***** TEXT UNDER STUDY

Direct-from-blood diagnostic panel detects genetic markers associated with sepsis

Oct. 4, 2019

T2 Biosystems, Inc. announced that its T2ResistanceTM Panel, which received Breakthrough Device Designation from the Food and Drug Administration (FDA) earlier this year, is now available as a research use only (RUO) test in the United States. The T2Resistance Panel also remains on track to receive CE-Mark for commercial availability in Europe by the end of 2019.

The T2Resistance Panel RUO identifies 13 of the most serious resistance genes on the antibiotic-resistance threat list published by the Centers for Disease Control and Prevention (CDC), including genes indicating resistance to common empiric antibiotic therapies such as carbapenems, vancomycin, penicillin and more. It is the first system that can detect resistance markers directly from whole blood—in three to five hours. 

The panel utilizes the same T2Dx Instrument as the T2Bacteria and T2Candida Panels – the only FDA-cleared panels that can detect sepsis-causing pathogens directly from a patient’s blood sample, without the need to wait for a blood culture. A positive blood culture takes one to five or more days before subculture and antimicrobial susceptibility testing (AST) or genomic testing can commence, which is the current pathway to identifying antibiotic resistance. Additionally, it can take four blood culture sets to detect what T2MR technology can detect in a single blood draw. In contrast, the T2Bacteria and T2Candida Panels’ sensitivity and ability to provide results faster are key advantages that enable positive changes in clinical decisions and outcomes.

Recently, T2 Biosystems was awarded a milestone-based contract of initial value of $6 million with a potential value of up to $69 million, if all contract options are exercised, from the Biomedical Advanced Research and Development Authority (BARDA), within the Office of the Assistant Secretary for Preparedness and Response (ASPR) at the US Department of Health and Human Services’ (HHS). Additionally, the Company’s T2Bacteria Panel was the first in-vitro diagnostic test to receive approval for a New Technology Add-on Payment (NTAP) by the United States Centers for Medicare & Medicaid Services (CMS).

**********

### THE PROBLEM
According to the article on the sepsis diagnostic panel, how many resistance genes does the T2Resistance Panel RUO identify?

***** GIVEN DATA

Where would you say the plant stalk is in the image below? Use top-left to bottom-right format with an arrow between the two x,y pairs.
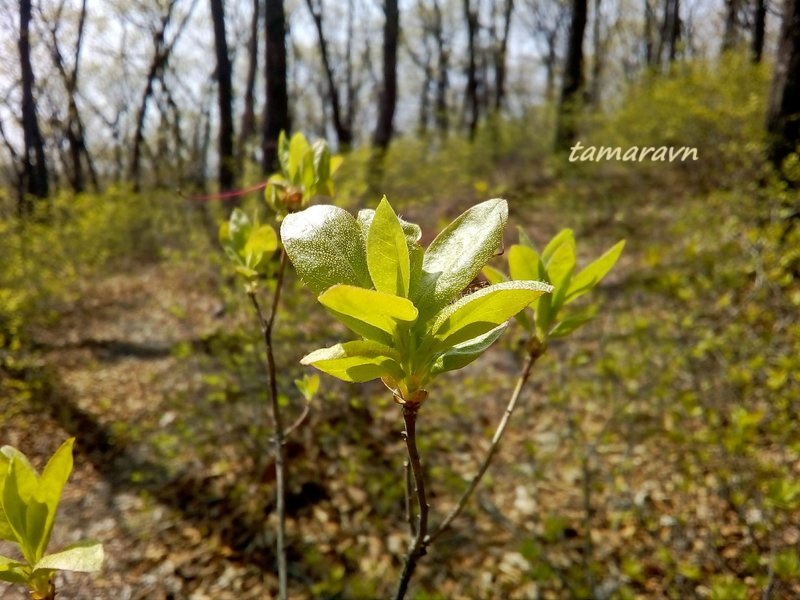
395,402 -> 429,600
423,338 -> 545,548
247,249 -> 289,600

**********

### EXERCISE ANSWER
It identifies 13 of the most serious resistance genes on the CDC's antibiotic-resistance threat list.